===== DATA FOR THIS TASK =====

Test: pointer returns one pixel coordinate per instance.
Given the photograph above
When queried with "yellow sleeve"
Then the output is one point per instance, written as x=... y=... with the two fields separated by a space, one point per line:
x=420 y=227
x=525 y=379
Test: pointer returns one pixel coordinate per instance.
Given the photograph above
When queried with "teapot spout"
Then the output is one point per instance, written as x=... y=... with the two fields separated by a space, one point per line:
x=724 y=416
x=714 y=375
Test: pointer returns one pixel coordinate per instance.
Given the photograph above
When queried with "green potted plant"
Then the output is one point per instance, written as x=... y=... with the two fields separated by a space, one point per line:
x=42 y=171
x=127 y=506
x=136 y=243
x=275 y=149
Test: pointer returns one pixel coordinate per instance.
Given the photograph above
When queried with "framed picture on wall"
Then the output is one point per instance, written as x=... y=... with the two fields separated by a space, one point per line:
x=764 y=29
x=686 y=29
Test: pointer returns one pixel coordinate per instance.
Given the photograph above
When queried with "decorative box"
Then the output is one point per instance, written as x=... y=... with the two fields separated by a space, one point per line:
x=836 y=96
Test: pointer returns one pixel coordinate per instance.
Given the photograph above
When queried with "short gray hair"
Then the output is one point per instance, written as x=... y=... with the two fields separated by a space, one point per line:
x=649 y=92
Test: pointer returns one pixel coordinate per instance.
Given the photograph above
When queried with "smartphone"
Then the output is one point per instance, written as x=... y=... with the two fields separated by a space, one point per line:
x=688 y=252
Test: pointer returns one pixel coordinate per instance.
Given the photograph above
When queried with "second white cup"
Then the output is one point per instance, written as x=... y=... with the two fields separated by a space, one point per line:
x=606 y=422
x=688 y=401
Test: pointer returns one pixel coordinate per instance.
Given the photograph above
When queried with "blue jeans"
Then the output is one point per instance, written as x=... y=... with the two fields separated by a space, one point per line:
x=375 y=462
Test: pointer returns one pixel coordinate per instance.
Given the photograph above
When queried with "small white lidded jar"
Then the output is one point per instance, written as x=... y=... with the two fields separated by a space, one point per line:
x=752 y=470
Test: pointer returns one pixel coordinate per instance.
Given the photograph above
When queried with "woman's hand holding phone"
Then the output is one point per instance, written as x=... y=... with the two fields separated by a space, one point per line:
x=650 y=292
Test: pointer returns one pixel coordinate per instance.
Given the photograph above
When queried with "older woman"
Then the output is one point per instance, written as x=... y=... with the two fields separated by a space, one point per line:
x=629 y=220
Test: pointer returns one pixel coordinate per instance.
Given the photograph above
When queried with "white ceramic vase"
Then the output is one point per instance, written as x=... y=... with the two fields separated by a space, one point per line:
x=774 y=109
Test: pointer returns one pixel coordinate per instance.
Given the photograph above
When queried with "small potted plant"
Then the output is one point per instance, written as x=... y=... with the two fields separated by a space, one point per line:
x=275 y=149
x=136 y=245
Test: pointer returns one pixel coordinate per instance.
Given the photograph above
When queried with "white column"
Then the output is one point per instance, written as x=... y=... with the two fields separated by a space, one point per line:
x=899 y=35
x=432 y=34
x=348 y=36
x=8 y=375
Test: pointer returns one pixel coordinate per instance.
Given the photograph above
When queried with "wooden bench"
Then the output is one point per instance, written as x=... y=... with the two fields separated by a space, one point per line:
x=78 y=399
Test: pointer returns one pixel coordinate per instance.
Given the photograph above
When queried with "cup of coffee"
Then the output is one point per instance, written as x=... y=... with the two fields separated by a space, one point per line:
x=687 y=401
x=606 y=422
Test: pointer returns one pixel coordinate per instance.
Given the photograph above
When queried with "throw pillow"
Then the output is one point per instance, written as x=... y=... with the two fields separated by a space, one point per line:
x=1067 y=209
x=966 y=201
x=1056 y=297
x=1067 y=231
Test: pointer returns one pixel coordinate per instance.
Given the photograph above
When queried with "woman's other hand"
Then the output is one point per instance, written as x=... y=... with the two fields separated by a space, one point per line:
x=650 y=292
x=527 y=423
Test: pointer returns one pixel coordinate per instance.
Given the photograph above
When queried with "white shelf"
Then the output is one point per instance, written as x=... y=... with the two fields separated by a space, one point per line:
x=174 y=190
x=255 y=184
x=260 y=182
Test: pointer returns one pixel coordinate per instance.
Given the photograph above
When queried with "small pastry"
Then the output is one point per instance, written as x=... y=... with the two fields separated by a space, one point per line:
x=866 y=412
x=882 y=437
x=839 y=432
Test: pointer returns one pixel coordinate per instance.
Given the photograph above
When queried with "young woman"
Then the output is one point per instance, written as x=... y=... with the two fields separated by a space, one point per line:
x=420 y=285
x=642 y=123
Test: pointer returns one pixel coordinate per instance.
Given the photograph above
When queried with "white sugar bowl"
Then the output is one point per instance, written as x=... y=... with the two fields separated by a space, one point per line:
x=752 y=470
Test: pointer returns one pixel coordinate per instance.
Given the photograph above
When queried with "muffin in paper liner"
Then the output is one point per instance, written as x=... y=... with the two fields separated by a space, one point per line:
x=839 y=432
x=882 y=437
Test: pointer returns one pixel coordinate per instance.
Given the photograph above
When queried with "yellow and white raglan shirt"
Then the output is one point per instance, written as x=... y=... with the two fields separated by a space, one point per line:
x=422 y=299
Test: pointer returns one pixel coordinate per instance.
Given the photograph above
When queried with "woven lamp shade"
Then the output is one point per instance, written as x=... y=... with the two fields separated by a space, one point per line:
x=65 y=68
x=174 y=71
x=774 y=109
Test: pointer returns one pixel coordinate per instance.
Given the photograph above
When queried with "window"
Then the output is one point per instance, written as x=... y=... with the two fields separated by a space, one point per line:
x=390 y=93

=====

◆ **GOAL OF THE EXERCISE**: List every line of the records that contains the word "small".

◆ **OUTPUT**:
When queried with "small white lidded jar"
When queried with "small potted plant"
When queried with "small pastry"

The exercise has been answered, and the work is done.